Print all of the data exactly as written.

########

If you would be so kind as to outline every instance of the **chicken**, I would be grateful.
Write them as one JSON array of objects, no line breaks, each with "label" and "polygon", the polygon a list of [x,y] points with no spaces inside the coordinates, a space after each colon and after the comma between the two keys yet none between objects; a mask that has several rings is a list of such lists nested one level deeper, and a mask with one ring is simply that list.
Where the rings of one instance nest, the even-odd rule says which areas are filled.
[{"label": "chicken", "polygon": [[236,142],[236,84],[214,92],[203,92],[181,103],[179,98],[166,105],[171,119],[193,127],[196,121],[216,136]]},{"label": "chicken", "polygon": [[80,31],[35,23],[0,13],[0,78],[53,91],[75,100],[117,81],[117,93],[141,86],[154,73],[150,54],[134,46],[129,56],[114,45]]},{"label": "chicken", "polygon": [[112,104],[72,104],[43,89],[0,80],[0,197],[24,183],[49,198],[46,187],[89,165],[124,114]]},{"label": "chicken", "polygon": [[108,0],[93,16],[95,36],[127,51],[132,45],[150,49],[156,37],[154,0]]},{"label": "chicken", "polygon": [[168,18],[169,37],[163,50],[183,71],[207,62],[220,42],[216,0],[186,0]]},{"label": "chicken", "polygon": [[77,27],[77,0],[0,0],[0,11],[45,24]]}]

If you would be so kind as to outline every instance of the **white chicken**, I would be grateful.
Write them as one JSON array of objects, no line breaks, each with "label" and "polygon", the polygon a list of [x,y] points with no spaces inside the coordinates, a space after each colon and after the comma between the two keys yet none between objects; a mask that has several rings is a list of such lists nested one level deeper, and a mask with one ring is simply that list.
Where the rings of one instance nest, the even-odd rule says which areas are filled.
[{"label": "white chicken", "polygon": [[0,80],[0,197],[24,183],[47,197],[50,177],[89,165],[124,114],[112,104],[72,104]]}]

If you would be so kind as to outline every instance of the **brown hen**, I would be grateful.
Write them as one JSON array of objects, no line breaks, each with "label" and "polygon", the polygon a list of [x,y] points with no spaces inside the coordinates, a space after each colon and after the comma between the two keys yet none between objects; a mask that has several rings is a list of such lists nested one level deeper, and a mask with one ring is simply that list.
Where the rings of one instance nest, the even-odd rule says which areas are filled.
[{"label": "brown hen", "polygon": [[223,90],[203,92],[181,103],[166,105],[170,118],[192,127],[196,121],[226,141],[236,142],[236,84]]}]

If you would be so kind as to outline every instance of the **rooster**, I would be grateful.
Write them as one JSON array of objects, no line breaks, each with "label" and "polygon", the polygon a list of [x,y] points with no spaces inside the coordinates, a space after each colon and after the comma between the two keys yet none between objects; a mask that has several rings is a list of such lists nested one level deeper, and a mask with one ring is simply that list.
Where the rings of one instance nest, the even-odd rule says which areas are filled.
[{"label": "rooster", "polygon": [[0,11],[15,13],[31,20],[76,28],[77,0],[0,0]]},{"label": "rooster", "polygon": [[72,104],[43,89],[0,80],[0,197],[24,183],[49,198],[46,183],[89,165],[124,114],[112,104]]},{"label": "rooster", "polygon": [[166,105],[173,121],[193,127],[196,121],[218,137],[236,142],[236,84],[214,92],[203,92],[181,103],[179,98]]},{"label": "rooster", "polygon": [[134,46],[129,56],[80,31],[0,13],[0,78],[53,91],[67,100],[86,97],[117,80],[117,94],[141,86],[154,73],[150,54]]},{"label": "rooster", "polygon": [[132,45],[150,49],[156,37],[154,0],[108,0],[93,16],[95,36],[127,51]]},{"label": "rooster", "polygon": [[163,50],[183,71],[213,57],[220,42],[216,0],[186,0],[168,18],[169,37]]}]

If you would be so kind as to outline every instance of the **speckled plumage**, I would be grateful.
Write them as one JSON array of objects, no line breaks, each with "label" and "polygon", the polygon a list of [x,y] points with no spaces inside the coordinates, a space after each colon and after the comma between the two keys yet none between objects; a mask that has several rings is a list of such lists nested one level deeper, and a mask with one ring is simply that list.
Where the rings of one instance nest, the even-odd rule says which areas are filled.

########

## Answer
If you would be so kind as to outline every instance of the **chicken**, I would be grateful.
Write them as one JSON array of objects, no line breaks, each with "label" and "polygon", the polygon a list of [x,y] points with no spaces inside the coordinates, a space after each colon and after the comma between the two keys yet none between objects; a mask that has several rings is a list of such lists nested one level deeper, and a mask with one ring is simply that list.
Where the rings of one instance nest, the even-odd rule says which areas are filled.
[{"label": "chicken", "polygon": [[236,142],[236,84],[214,92],[203,92],[181,103],[179,98],[166,105],[171,119],[193,127],[196,121],[216,136]]},{"label": "chicken", "polygon": [[80,31],[35,23],[0,13],[0,78],[53,91],[75,100],[117,81],[117,93],[141,86],[154,73],[150,54],[134,46],[129,56],[114,45]]},{"label": "chicken", "polygon": [[112,104],[72,104],[43,89],[0,80],[0,197],[24,183],[49,198],[46,187],[89,165],[124,114]]},{"label": "chicken", "polygon": [[108,0],[93,16],[95,36],[127,51],[132,45],[150,49],[156,37],[154,0]]},{"label": "chicken", "polygon": [[168,18],[169,37],[163,50],[183,71],[207,62],[220,42],[216,0],[186,0]]},{"label": "chicken", "polygon": [[77,27],[77,0],[0,0],[0,11],[45,24]]}]

If you would be so kind as to outline every instance of the **white chicken**, I would be grateful.
Write them as one JSON array of objects, no line breaks, each with "label" and "polygon", the polygon a list of [x,y] points with no spaces inside the coordinates, a space after each colon and after the comma between the two keys yet none between objects; a mask that has several rings is a list of such lists nested one level deeper, and a mask with one ring is simply that list.
Where the rings of one instance nest, the even-odd rule says which areas are filled.
[{"label": "white chicken", "polygon": [[0,80],[0,197],[24,183],[47,197],[50,177],[89,165],[124,114],[112,104],[72,104]]}]

If you would be so kind as to outline every instance of the **brown hen**, I would be grateful.
Write them as one JSON array of objects, no line breaks, each with "label" and "polygon", the polygon a list of [x,y] points with no spaces inside the coordinates, a space after each colon and after the comma between the two keys yet none between objects; a mask that has several rings is a list of such lists nested one level deeper, and a mask with one ring is simply that list.
Where the rings of one instance nest, the even-odd rule says which areas are filled.
[{"label": "brown hen", "polygon": [[223,90],[203,92],[181,103],[166,105],[170,118],[192,127],[196,121],[226,141],[236,142],[236,84]]}]

If you would be so kind as to outline every instance of the **rooster**, I would be grateful.
Write them as one JSON array of objects, no line breaks, each with "label" and "polygon", the polygon a list of [x,y] points with no spaces inside the coordinates, a space after each colon and after the comma between the two keys yet none between objects; a mask that has several rings is a list of such lists nested one level deeper, and a mask with one ring is simply that list.
Where the rings of one instance nest, the even-odd rule says which areas are filled.
[{"label": "rooster", "polygon": [[0,11],[15,13],[31,20],[76,28],[77,0],[0,0]]},{"label": "rooster", "polygon": [[72,104],[43,89],[0,80],[0,197],[24,183],[49,198],[46,183],[89,165],[124,114],[112,104]]},{"label": "rooster", "polygon": [[166,105],[173,121],[193,127],[196,121],[218,137],[236,142],[236,84],[214,92],[203,92],[181,103],[179,98]]},{"label": "rooster", "polygon": [[134,46],[129,56],[80,31],[0,13],[0,78],[53,91],[67,100],[86,97],[117,80],[117,94],[141,86],[154,73],[150,54]]},{"label": "rooster", "polygon": [[132,45],[150,49],[156,37],[154,0],[108,0],[93,16],[95,36],[127,51]]},{"label": "rooster", "polygon": [[163,50],[183,71],[213,57],[220,42],[216,0],[186,0],[168,18],[169,37]]}]

If you would be so kind as to outline every instance of the **speckled plumage**, I would be grateful.
Write them as one JSON array of objects, no line breaks, each with "label" and "polygon", the polygon a list of [x,y] points with no spaces inside the coordinates, a space after each colon and after the comma between the two keys yet none between objects; a mask that has several rings is a list of such lists nested one level deeper, and a mask with one ring is simply that list.
Where the rings of one instance nest, the even-odd rule says which areas are filled.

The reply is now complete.